** Start **

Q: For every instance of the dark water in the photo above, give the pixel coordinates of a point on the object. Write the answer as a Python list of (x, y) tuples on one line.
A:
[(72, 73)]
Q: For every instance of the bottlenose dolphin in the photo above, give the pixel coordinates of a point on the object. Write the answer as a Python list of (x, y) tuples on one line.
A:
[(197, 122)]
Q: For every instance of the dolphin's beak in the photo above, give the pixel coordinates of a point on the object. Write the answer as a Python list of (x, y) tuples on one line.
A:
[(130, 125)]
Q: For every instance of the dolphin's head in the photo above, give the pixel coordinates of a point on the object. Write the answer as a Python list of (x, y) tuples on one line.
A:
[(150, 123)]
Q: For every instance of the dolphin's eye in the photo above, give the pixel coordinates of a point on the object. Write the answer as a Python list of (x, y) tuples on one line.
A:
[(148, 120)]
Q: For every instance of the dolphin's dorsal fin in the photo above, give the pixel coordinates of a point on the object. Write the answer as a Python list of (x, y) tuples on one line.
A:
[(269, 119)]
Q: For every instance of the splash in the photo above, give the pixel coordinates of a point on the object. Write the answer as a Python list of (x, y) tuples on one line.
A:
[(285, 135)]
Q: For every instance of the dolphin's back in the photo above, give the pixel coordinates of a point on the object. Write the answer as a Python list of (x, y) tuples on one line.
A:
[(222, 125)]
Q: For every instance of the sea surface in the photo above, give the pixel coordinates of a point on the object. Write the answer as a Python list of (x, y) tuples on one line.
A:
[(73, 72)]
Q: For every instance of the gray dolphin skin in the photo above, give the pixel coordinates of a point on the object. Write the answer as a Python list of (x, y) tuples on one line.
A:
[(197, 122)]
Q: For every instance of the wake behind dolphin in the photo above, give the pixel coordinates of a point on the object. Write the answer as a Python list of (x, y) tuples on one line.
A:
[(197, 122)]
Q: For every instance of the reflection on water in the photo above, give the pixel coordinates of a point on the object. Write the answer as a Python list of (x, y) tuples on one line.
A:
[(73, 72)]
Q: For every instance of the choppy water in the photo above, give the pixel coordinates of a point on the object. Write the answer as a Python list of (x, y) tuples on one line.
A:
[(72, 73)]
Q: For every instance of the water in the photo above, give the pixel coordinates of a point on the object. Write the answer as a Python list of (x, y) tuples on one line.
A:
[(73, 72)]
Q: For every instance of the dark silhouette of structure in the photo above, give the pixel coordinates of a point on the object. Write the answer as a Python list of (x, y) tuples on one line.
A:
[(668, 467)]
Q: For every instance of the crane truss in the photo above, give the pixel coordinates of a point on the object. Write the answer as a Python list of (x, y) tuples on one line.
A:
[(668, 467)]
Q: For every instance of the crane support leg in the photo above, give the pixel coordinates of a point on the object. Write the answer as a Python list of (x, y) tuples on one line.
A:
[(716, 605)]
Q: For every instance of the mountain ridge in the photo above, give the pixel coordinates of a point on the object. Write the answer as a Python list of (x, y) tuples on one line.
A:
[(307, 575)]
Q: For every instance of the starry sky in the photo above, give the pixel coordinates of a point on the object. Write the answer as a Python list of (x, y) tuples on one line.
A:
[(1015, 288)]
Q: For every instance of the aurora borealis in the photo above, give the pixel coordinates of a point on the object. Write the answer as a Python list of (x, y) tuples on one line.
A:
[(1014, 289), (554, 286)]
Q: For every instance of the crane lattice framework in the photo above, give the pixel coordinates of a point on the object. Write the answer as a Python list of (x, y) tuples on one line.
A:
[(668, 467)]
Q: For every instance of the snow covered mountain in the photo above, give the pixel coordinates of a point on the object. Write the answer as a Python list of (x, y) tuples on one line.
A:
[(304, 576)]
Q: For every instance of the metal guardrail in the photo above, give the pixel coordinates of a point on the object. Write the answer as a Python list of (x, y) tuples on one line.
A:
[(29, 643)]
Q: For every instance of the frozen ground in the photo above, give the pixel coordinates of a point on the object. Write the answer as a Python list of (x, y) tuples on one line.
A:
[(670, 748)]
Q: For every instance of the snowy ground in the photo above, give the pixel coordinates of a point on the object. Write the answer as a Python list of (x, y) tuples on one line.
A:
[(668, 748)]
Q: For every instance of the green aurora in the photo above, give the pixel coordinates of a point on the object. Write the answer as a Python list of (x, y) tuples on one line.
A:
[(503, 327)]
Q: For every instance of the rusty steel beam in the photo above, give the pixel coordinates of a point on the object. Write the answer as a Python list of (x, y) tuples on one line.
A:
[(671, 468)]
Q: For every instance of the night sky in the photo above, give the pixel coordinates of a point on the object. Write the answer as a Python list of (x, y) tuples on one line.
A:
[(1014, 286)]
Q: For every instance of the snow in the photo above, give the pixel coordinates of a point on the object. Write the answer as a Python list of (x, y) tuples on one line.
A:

** End **

Can you reproduce all the items above with "pixel coordinates" swapped for "image coordinates" wherever it occurs, changing nothing else?

## ANSWER TO THIS TASK
Q: For every instance of the dark water in the photo above, give the image coordinates of a point on the object. Write the answer as a Python list of (x, y) tuples on one line.
A:
[(72, 73)]
Q: For every instance of the bottlenose dolphin in the photo above, give the image coordinates of a point on the object. Write the answer as a Python list of (x, y) tuples on one line.
A:
[(197, 122)]
Q: For every instance of the dolphin's beak in the photo above, give the image coordinates of a point on the object. Write the answer as a Python list of (x, y) tuples on one line.
A:
[(130, 125)]
Q: For every instance of the dolphin's head in the photo above, give the image coordinates of a point on the object. Write the answer as a Python list of (x, y) tuples on one line.
A:
[(150, 123)]
Q: For every instance of the dolphin's eye in the photo above, give the image coordinates of a point on the object. Write the answer as a Python list of (x, y) tuples on one line.
A:
[(148, 120)]
Q: For every instance of the dolphin's dorsal fin in the photo above, give the image coordinates of a point on the object. Write the answer as a Python list of (x, y) tuples on one line.
A:
[(269, 119)]
Q: For every instance of the splash in the photo above, give the image coordinates of a point on the object. Write the answer as a Python list of (x, y) tuples on one line.
A:
[(285, 135)]
Q: For every instance of the dolphin's back in the photo above, give the image coordinates of a point on the object. Write the answer as a Python list of (x, y) tuples on one line.
A:
[(222, 125)]
Q: For every instance of the sea surface in the photo above, give the image coordinates of a point on the object. Write the answer as a Python list of (x, y) tuples on one line.
A:
[(73, 72)]
Q: For every instance of the gray dolphin skin in the photo above, give the image coordinates of a point on the object. Write the answer as a Python list of (x, y) tuples on one line.
A:
[(197, 122)]
Q: For every instance of the wake behind dolphin in the photo above, give the image coordinates of a point on the object. Write the answer as a Python list of (x, y) tuples on one line.
A:
[(197, 122)]
Q: For every instance of the reflection on water in the photo above, give the image coordinates of a point on the object. Write the answer as a Python list of (x, y) tuples on one line.
A:
[(73, 72)]
Q: For every instance of the choppy water in the photo above, give the image coordinates of a point on the object. Write the answer as a Python list of (x, y) tuples on one line.
A:
[(72, 73)]
Q: For every instance of the water in the photo above, give the image coordinates of a point on the object. Write the answer as a Python list of (x, y) tuples on one line.
A:
[(73, 72)]
Q: For every instance of the dark silhouette of structure in the photo above, give the image coordinates of a point on the object. Write the answer as a Python list of (x, y) tuples on one line.
A:
[(668, 467)]
Q: For every instance of the crane truss in the photo above, give the image coordinates of a point on the object. Write the answer as a Python list of (x, y) tuples on one line.
A:
[(668, 467)]
Q: For every instance of the crane support leg in the photo above, give the image coordinates of a point on the object. Write the answer as a Python list of (x, y) tuples on one line.
A:
[(716, 605)]
Q: For every instance of the mountain ridge in the photo above, give the image coordinates of a point on the object. Write the answer as a Python list of (x, y) tuples on one line.
A:
[(307, 575)]
Q: For every instance of the starry sky in the photo above, give the image coordinates of a point on the object. Write the answer as a Python list of (x, y) tuples on one line.
A:
[(1015, 288)]
Q: For every instance of the aurora borealis in the photo above, give the image coordinates of a point on the object. Write the answer as a Python list of (x, y) tuples on one line.
A:
[(1014, 289), (554, 286)]
Q: For every instance of the crane lattice framework in the photo above, give the image coordinates of a point on the object. Write the answer as a Python list of (x, y) tuples on one line.
A:
[(668, 467)]
Q: For every instance of the snow covered mountain in the photo above, give the image coordinates of a point on the object. Write the answer as a Python list of (x, y) tuples on one line.
A:
[(304, 576)]
Q: For every instance of the metal guardrail in the photo above, give the image coordinates of a point on the object. Write the answer as a Python list of (x, y) tuples on one line.
A:
[(29, 643)]
Q: For every instance of the frozen ground in the photo above, give the image coordinates of a point on the object. Write the answer as a Python list of (x, y) tuples on one line.
A:
[(670, 748)]
Q: For every instance of the snowy ground in the photo above, give the image coordinates of a point on the object. Write the answer as a Python list of (x, y) tuples on one line.
A:
[(668, 748)]
Q: For every instance of the green aurora in the photo above, give the image coordinates of a point on the object. Write the answer as a Python list of (x, y) tuples on one line.
A:
[(503, 327)]
Q: For every instance of the rusty steel beam in the photo above, give the image coordinates of a point on the object. Write the answer as a Python list of (x, y) tuples on one line.
A:
[(671, 468)]
Q: For every instance of the night sky in the photo above, give the image coordinates of a point on the object. Write the answer as a Python list of (x, y) tuples on one line.
A:
[(1014, 286)]
Q: For every instance of the snow in the photo above, give the image coordinates of a point on the object. Write the answer as a Python list of (x, y) tuples on one line.
A:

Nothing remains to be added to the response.